/---

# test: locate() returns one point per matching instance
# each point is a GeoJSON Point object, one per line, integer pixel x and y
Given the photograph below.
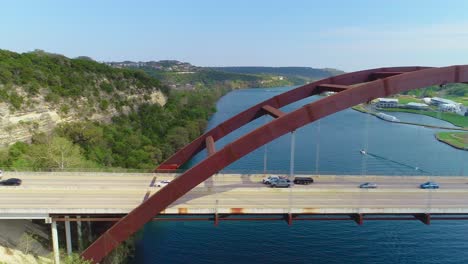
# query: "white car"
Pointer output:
{"type": "Point", "coordinates": [162, 183]}
{"type": "Point", "coordinates": [270, 178]}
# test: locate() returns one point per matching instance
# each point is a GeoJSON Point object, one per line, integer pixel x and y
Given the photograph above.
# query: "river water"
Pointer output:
{"type": "Point", "coordinates": [329, 146]}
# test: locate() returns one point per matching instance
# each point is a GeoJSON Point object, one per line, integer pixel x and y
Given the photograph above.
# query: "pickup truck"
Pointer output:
{"type": "Point", "coordinates": [303, 180]}
{"type": "Point", "coordinates": [272, 178]}
{"type": "Point", "coordinates": [280, 183]}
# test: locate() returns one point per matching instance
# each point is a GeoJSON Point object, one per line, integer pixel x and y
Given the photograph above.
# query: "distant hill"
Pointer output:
{"type": "Point", "coordinates": [306, 73]}
{"type": "Point", "coordinates": [183, 75]}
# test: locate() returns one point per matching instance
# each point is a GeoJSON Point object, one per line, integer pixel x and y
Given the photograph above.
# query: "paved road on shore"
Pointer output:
{"type": "Point", "coordinates": [63, 193]}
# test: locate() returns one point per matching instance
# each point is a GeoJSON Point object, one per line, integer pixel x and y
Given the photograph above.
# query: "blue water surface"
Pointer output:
{"type": "Point", "coordinates": [330, 146]}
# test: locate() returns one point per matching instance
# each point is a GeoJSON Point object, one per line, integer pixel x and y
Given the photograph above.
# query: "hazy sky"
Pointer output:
{"type": "Point", "coordinates": [345, 34]}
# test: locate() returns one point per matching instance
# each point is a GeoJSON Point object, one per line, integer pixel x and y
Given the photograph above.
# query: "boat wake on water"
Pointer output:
{"type": "Point", "coordinates": [364, 152]}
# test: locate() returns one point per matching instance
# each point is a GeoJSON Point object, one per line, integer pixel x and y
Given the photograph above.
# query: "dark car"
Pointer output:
{"type": "Point", "coordinates": [280, 183]}
{"type": "Point", "coordinates": [429, 185]}
{"type": "Point", "coordinates": [303, 180]}
{"type": "Point", "coordinates": [368, 185]}
{"type": "Point", "coordinates": [11, 182]}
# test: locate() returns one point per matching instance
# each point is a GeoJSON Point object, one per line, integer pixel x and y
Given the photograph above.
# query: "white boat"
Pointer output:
{"type": "Point", "coordinates": [387, 117]}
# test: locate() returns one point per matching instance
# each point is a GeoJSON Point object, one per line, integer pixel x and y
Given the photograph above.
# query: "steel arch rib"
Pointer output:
{"type": "Point", "coordinates": [221, 130]}
{"type": "Point", "coordinates": [264, 134]}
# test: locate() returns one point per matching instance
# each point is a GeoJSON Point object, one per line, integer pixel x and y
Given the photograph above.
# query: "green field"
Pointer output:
{"type": "Point", "coordinates": [457, 120]}
{"type": "Point", "coordinates": [408, 99]}
{"type": "Point", "coordinates": [456, 139]}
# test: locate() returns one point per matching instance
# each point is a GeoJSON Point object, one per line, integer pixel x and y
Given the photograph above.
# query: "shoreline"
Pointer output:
{"type": "Point", "coordinates": [363, 110]}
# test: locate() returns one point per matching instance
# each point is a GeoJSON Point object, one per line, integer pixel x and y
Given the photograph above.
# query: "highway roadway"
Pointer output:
{"type": "Point", "coordinates": [115, 193]}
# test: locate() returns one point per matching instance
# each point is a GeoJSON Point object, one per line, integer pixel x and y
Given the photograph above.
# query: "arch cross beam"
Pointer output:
{"type": "Point", "coordinates": [332, 84]}
{"type": "Point", "coordinates": [308, 113]}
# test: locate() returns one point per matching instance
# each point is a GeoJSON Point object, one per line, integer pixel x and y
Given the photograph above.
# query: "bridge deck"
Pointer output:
{"type": "Point", "coordinates": [42, 194]}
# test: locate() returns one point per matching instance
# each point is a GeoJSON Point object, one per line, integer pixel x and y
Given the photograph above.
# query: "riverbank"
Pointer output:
{"type": "Point", "coordinates": [457, 140]}
{"type": "Point", "coordinates": [365, 110]}
{"type": "Point", "coordinates": [22, 241]}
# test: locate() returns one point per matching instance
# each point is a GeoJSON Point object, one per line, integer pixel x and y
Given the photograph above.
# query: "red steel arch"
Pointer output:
{"type": "Point", "coordinates": [278, 101]}
{"type": "Point", "coordinates": [374, 83]}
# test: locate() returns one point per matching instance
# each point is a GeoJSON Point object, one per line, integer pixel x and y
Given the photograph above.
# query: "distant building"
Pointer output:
{"type": "Point", "coordinates": [387, 117]}
{"type": "Point", "coordinates": [418, 106]}
{"type": "Point", "coordinates": [387, 102]}
{"type": "Point", "coordinates": [427, 100]}
{"type": "Point", "coordinates": [449, 108]}
{"type": "Point", "coordinates": [438, 101]}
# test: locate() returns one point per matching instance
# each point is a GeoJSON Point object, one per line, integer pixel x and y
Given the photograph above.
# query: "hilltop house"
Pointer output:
{"type": "Point", "coordinates": [387, 102]}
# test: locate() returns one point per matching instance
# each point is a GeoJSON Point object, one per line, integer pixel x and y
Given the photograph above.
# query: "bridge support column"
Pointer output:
{"type": "Point", "coordinates": [293, 145]}
{"type": "Point", "coordinates": [90, 233]}
{"type": "Point", "coordinates": [79, 234]}
{"type": "Point", "coordinates": [357, 218]}
{"type": "Point", "coordinates": [216, 219]}
{"type": "Point", "coordinates": [425, 218]}
{"type": "Point", "coordinates": [55, 242]}
{"type": "Point", "coordinates": [289, 218]}
{"type": "Point", "coordinates": [68, 236]}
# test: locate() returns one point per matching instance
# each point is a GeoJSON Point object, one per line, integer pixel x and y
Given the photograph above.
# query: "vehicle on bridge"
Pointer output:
{"type": "Point", "coordinates": [368, 185]}
{"type": "Point", "coordinates": [11, 182]}
{"type": "Point", "coordinates": [162, 183]}
{"type": "Point", "coordinates": [303, 180]}
{"type": "Point", "coordinates": [429, 185]}
{"type": "Point", "coordinates": [280, 183]}
{"type": "Point", "coordinates": [271, 178]}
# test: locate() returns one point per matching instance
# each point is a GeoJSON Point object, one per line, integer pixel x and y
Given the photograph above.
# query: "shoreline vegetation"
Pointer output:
{"type": "Point", "coordinates": [458, 140]}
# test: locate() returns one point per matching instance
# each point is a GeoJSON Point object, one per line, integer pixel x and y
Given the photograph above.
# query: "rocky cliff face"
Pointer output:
{"type": "Point", "coordinates": [38, 115]}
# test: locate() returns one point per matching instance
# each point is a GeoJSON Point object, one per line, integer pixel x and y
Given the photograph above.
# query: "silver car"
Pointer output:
{"type": "Point", "coordinates": [368, 185]}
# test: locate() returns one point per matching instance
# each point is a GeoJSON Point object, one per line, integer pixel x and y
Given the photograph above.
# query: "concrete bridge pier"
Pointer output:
{"type": "Point", "coordinates": [55, 242]}
{"type": "Point", "coordinates": [68, 236]}
{"type": "Point", "coordinates": [79, 234]}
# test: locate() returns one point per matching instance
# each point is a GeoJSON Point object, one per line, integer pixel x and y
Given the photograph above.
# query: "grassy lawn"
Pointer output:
{"type": "Point", "coordinates": [457, 139]}
{"type": "Point", "coordinates": [402, 99]}
{"type": "Point", "coordinates": [462, 100]}
{"type": "Point", "coordinates": [457, 120]}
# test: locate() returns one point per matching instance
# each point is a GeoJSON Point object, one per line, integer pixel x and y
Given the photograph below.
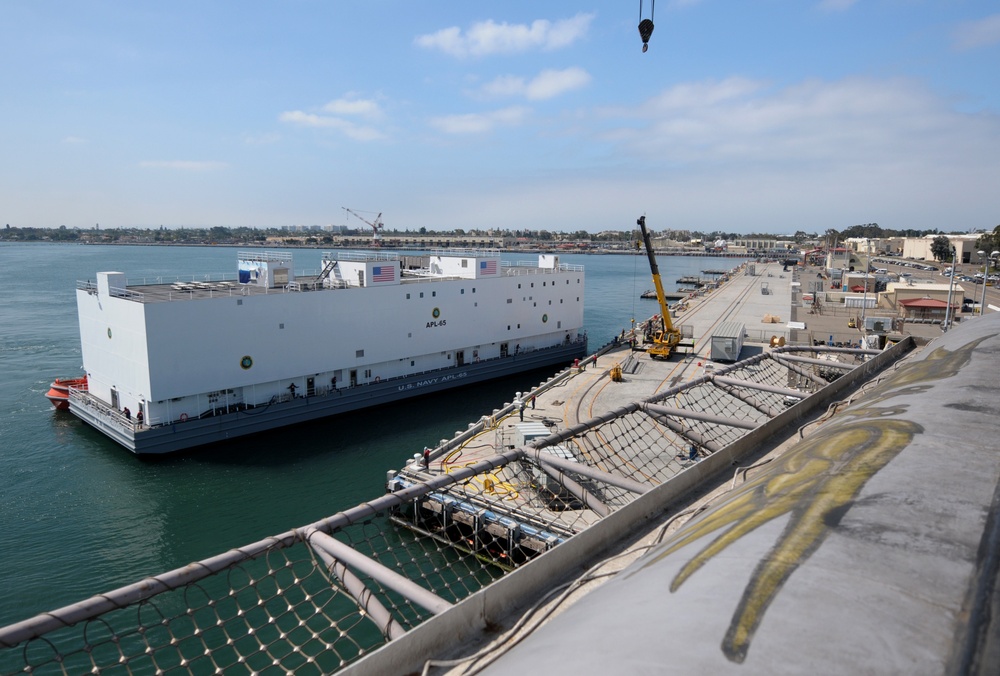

\---

_Exercise brief_.
Pick out every line in the entries above that contains the word "boat", and copy each one as it appears.

_Reply_.
# query: "boat wake on water"
# query: "white boat"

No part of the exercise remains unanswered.